# Requirement:
Please reproduce all of the items below word for word, keeping every line unchanged.

Coordinate annotation records

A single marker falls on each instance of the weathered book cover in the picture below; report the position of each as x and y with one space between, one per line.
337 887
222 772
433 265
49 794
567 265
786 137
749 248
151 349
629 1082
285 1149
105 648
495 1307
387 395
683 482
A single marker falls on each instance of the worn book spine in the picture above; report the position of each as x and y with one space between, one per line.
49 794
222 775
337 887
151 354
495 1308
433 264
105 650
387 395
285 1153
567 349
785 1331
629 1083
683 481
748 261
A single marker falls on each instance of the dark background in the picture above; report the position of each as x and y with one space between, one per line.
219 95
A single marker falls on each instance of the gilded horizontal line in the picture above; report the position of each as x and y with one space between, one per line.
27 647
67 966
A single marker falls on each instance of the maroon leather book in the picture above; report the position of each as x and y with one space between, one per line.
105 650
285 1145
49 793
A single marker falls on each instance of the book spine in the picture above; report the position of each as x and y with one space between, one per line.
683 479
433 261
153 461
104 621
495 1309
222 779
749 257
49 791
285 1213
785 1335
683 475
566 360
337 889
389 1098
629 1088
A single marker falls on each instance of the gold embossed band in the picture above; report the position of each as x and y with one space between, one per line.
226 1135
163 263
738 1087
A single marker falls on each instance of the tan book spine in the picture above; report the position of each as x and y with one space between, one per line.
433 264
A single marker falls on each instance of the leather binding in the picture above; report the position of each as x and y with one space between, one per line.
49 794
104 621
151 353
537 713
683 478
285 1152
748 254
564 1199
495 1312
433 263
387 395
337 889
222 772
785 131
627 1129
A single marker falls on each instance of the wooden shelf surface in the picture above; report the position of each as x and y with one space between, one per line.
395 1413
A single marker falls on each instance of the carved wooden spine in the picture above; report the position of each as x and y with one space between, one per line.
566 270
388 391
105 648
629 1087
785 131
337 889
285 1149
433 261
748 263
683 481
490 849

# Solution for this problem:
A single marker falls on each instance of the weathered book cover in the picture below; report the position of each as x and y with one space between, one per line.
337 887
222 772
433 265
49 794
567 265
786 137
749 248
151 349
629 1082
285 1149
105 648
495 1307
387 395
683 482
A single marker falls on each instance of the worn book spine in the picture above; report the position of each as x and y with one space between, one per line.
49 794
222 775
337 887
151 354
495 1308
433 264
105 650
387 395
285 1153
567 349
785 1331
629 1083
683 481
748 261
A single marker falls on each instance of the dark background in the picture above; report the position of each as x and y with one space between, one per line.
219 95
A single marker falls on each instance of the gilded horizontal line in the picture above; report the position of each as x and y with one space between, one per line.
27 647
67 966
A single marker falls on each instance of the maroon leather book in the picture above; report the position of each as x and y with one space between, one per line.
105 650
285 1145
49 793
A single marker falls on each instance of the book spine in the picture above; report the position of each as x and y with one space between, one per line.
683 479
433 261
153 461
104 621
495 1309
222 779
749 257
49 791
285 1213
785 1335
683 475
566 360
337 889
389 1098
629 1088
A single marker falls on each instance of the gold embossed band in the picture above; report the position of each as x and y with one space between, one per line.
226 1135
163 263
738 1087
A single marker falls on each instance of the tan book spine in the picture above; report the position of each as x and y with one space between, one per line.
433 264
A single marker falls on each instance of the leather binding in the picture above; report the position of each as x and y with one space between, one per line.
49 794
104 621
151 353
537 713
683 478
285 1152
748 254
564 1199
495 1312
433 263
387 395
337 889
222 772
785 131
627 1129
A single marker falls on each instance of the wooden shelf surface in the picture above; report the position of each as x and y with one space between, one per line.
395 1413
A single marker falls on each instance of the carved wooden spine in the picture above; report the position of each as x and y with one space between, one per line.
566 270
388 391
105 648
629 1087
785 131
337 889
285 1149
433 261
748 263
683 481
490 849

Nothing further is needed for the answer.